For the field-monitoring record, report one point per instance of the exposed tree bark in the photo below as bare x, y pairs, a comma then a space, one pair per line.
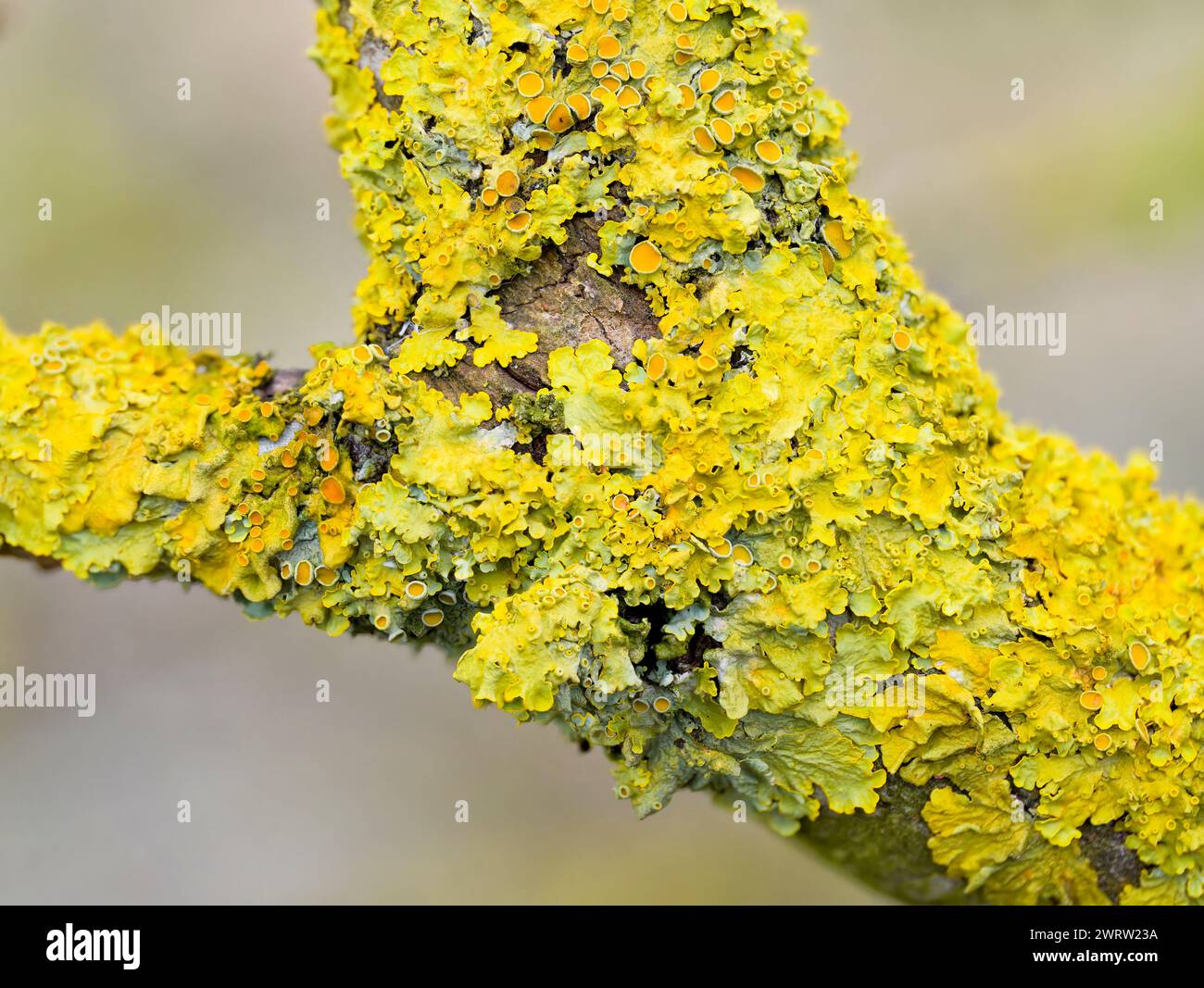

══════════

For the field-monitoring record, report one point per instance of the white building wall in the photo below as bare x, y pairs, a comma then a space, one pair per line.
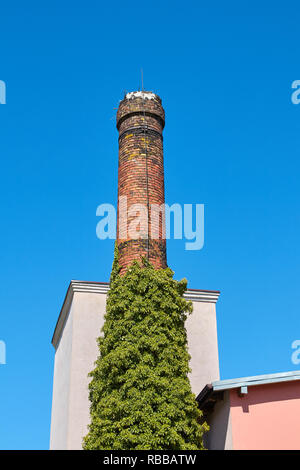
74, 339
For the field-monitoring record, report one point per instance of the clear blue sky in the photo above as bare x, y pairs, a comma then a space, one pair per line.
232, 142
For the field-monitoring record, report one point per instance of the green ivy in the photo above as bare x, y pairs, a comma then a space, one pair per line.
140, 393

══════════

Determine how many rows above contain the string "then", matching case exactly, and reply with that number alone.

4